(TASK TO CARRY OUT):
Please copy the data below word for word, leaving out the pictures.

(Dataset rows)

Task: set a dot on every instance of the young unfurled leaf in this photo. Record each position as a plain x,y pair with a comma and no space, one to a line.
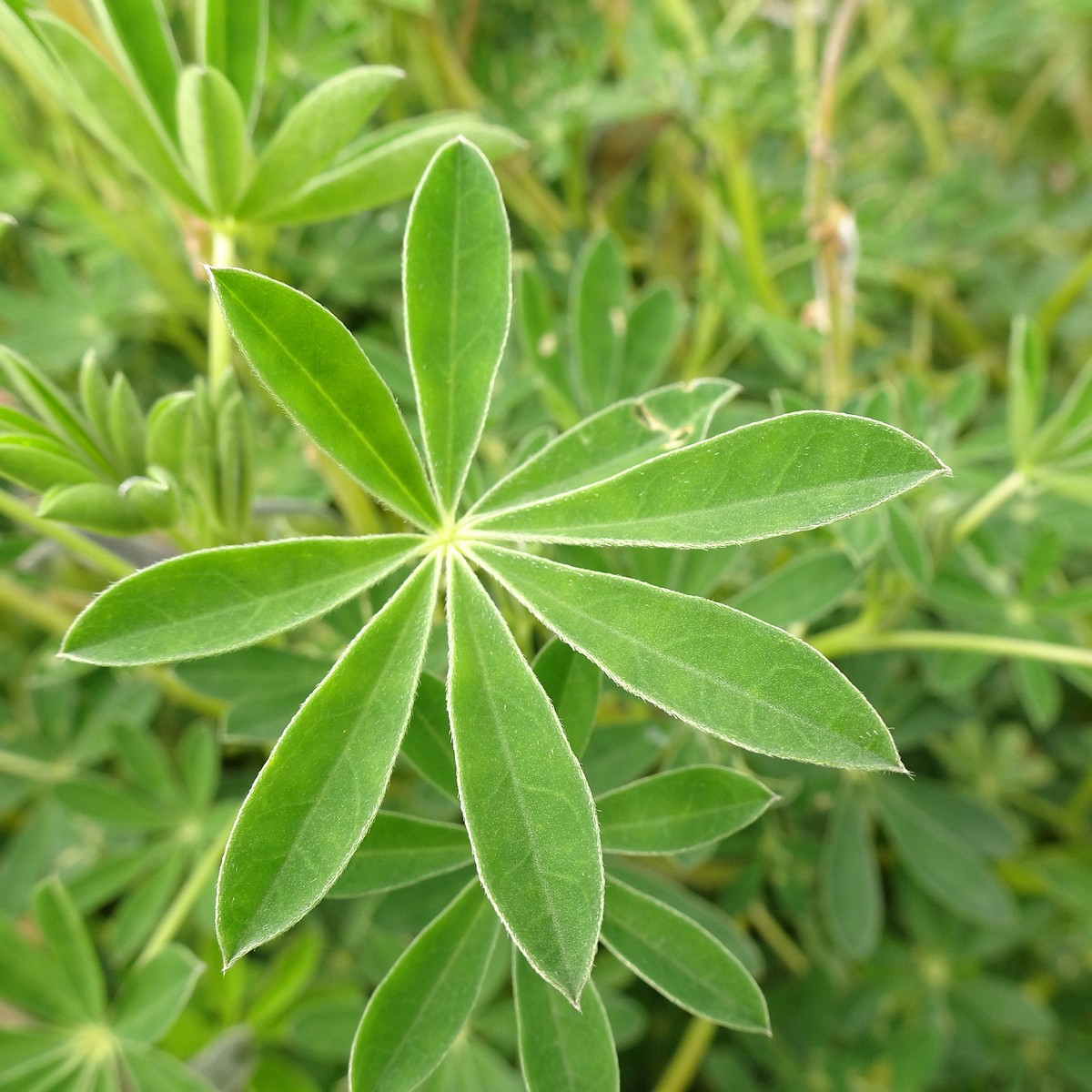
849,877
561,1049
786,474
612,441
141,38
212,134
223,599
418,1011
314,132
71,945
943,863
572,683
528,808
458,283
678,958
681,809
401,850
722,671
387,165
153,994
107,107
321,787
315,369
598,311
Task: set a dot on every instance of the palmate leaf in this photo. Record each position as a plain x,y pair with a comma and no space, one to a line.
223,599
525,802
790,473
321,787
458,288
718,669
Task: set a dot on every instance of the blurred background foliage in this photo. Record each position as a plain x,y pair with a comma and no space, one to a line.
871,206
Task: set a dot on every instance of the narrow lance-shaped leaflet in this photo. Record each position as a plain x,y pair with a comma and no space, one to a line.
528,808
320,790
722,671
790,473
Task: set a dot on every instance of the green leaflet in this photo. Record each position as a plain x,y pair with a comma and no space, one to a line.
598,310
70,944
614,440
790,473
678,958
458,285
387,165
401,850
420,1008
561,1049
212,134
651,330
141,38
114,115
223,599
427,745
850,890
320,790
527,805
724,672
945,865
315,369
314,132
802,590
233,37
153,994
572,683
681,809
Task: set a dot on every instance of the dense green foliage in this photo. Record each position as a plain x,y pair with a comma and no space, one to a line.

(EXPECTED ANSWER):
Task: set a dot on every instance of the young unfurled leaf in this photo. Record each position as a plain x,y pair with a comma and no space, one to a line.
849,877
561,1049
786,474
612,441
141,38
212,134
223,599
418,1011
314,132
71,945
943,863
572,683
528,808
458,283
678,958
681,809
401,850
722,671
387,165
153,994
107,107
321,787
315,369
598,311
Task: set a dot on every instance of the palmate leaf in this photo. Record each position as a plain x,y pair with a comma and no space, one to a line.
223,599
525,802
790,473
321,787
458,288
718,669
Task: set a dot on every instance of the blurred background foliage in this photo. Record each position as a plain x,y pair with a comma and no space, one to a line.
871,206
Task: set a dot on every instance of the narrow lance-shaped leaflet in this photo. Record each position as a plain x,y pair with a comma and no space, one to a line.
528,808
320,790
722,671
790,473
Task: set a dot on every instance of the green leaflet in this photo. Record each position as a plain x,y pair with a comma and no space, one to a line.
598,310
70,944
614,440
790,473
678,958
458,285
387,165
401,850
420,1008
561,1049
212,134
651,330
141,38
114,115
223,599
427,745
850,890
320,790
527,805
724,672
945,865
315,369
314,132
802,590
233,37
153,994
572,683
681,809
Task: set a dot on every instance of the dense green foliage in this photo. Record each position as a plain x,y pair with a comma and no space, one to a line.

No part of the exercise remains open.